══ Vorliegender Text ══

Überführung 2024

06.04.2024, SVE (Elmshorn) - Brunsbüttel Kanalhafen

Dienstag haben wir unser Schiff ins Wasser geslippt und gestern, Freitag, den Mast gesetzt. Vor uns liegt eine Woche Urlaub und zumindest für die nächsten Tage ist recht angenehmes Wetter vorhergesagt. Wir hatten es dieses Jahr nicht wirklich eilig mit dem Slippen, denn das nasskalte Wetter der letzten Wochen bremste unsere sonst unbändige Vorfreude auf den Saisonstart ziemlich aus. Doch nun, wo die ersten Schritte getan sind und sich unverhoffter Weise Chancen auf ein paar schöne Stunden auf unserem Boot bei erträglichen Wetterbedingungen auftun, ist unser Feuer der Leidenschaft entfacht.

Allerdings ist es mehr als ungewiss, ob wir heute überhaupt loskommen, denn es gibt noch unheimlich viel zu tun. Folgende Liste gilt es, wenn möglich bis spätestens zum Einsetzen des Hochwassers um 13:44 Uhr zu erledigen:

      • Rigg (notdürftig) einstellen
      • Impeller wechseln
      • Ölwechsel einschließlich Ölfilter
      • Schiff beladen
      • Frischwassersystem reinigen
      • Wasser tanken
      • Großsegel anschlagen
      • Schoten anschlagen
      • Diesel tanken

 

In dieser Liste sind die sog. "must haves", Impeller wechseln und Ölwechsel sowie Schiff beladen, alles andere geht zur Not auch unterwegs!

Somit mache ich mich als erstes an die Seewasserpumpe - das Schiff liegt noch im Schlick. Als ich den ausgebauten Impeller in der Hand halte, habe ich gleich zu Beginn meiner Arbeiten das Gefühl, dass es sich hier um eine sehr sinnvolle Maßnahme handelt: Von den sechs Flügeln des Impellers sind fünf bis zur halben Höhe eingerissen.

═══
══ Bereitgestelltes Material ══

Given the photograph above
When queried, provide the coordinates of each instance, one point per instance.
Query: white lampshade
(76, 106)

═══

● Zu bearbeitende Aufgaben:
1. Prüfe anhand des Textes über die Überführung, ob die Aussagen (a) bis (c) zutreffen, und belege jede Antwort mit Ja oder Nein sowie den entscheidenden Worten des Textes im genauen Wortlaut. (a) Der Mast wurde am Freitag gesetzt. (b) Diesel tanken gehört zu den Arbeiten, die unbedingt vor der Abfahrt erledigt sein müssen. (c) Alle sechs Flügel des Impellers sind eingerissen.
2. Gib einen Abschnitt aus dem Text über die Überführung wortgetreu wieder. Setze bei den Worten „06.04.2024, SVE (Elmshorn)“ ein und höre nach den Worten „der Leidenschaft entfacht.“ auf.

● Lösungen:
1.
(a) Ja: „gestern, Freitag, den Mast gesetzt“
(b) Nein: „Impeller wechseln und Ölwechsel sowie Schiff beladen, alles andere geht zur Not auch unterwegs!“
(c) Nein: „Von den sechs Flügeln des Impellers sind fünf bis zur halben Höhe eingerissen.“

2.
06.04.2024, SVE (Elmshorn) - Brunsbüttel Kanalhafen

Dienstag haben wir unser Schiff ins Wasser geslippt und gestern, Freitag, den Mast gesetzt. Vor uns liegt eine Woche Urlaub und zumindest für die nächsten Tage ist recht angenehmes Wetter vorhergesagt. Wir hatten es dieses Jahr nicht wirklich eilig mit dem Slippen, denn das nasskalte Wetter der letzten Wochen bremste unsere sonst unbändige Vorfreude auf den Saisonstart ziemlich aus. Doch nun, wo die ersten Schritte getan sind und sich unverhoffter Weise Chancen auf ein paar schöne Stunden auf unserem Boot bei erträglichen Wetterbedingungen auftun, ist unser Feuer der Leidenschaft entfacht.